#### Exercise data:

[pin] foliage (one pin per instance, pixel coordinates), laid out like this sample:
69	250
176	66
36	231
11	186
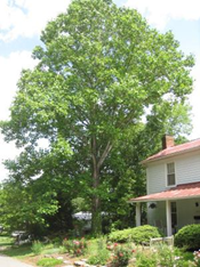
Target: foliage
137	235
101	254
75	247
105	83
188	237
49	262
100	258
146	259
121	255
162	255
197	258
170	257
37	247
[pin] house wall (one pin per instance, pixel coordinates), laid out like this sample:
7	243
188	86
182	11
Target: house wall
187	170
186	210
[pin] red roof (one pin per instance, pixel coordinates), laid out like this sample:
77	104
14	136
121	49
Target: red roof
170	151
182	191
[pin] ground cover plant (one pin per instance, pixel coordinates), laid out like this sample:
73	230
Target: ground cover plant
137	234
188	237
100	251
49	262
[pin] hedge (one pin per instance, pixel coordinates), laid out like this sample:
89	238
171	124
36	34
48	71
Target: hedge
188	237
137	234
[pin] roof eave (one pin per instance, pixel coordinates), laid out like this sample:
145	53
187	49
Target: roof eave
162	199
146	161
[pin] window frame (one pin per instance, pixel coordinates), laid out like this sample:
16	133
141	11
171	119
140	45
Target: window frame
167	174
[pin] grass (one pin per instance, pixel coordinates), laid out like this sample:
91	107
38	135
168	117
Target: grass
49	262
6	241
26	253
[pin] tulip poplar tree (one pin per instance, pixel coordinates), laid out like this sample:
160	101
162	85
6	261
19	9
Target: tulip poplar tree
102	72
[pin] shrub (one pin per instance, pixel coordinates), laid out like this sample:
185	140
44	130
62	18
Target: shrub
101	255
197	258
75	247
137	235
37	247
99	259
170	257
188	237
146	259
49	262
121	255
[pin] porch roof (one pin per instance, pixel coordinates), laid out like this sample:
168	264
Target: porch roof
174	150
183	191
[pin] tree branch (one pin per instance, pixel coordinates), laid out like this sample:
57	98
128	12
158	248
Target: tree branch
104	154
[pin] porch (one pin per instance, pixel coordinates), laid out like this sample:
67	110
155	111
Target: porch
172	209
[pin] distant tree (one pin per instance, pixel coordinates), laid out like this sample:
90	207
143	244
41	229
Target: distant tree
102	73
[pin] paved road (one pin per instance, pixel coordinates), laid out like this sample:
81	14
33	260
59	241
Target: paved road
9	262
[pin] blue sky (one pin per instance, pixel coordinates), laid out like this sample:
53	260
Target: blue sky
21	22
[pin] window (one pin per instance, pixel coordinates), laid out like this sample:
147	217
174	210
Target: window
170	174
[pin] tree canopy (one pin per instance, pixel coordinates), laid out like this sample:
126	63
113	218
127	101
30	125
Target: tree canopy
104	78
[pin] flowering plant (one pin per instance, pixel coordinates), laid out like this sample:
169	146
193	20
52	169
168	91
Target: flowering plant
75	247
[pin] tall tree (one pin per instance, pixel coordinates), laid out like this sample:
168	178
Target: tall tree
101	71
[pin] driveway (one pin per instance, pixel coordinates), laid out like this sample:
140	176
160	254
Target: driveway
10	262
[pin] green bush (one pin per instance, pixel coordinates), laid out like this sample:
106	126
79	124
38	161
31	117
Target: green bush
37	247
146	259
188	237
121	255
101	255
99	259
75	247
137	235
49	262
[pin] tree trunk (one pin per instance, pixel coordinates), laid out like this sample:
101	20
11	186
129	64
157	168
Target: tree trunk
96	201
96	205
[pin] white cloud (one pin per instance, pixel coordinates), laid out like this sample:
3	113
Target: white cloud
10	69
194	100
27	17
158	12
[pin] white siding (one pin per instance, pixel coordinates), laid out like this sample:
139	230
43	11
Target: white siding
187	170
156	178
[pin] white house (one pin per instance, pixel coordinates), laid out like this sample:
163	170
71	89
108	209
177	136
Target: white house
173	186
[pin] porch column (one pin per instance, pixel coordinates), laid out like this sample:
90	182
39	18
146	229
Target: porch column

#### Activity:
The number of lines containing "column" is all that is wanted; tally them in the data.

#### Solution to this exercise:
2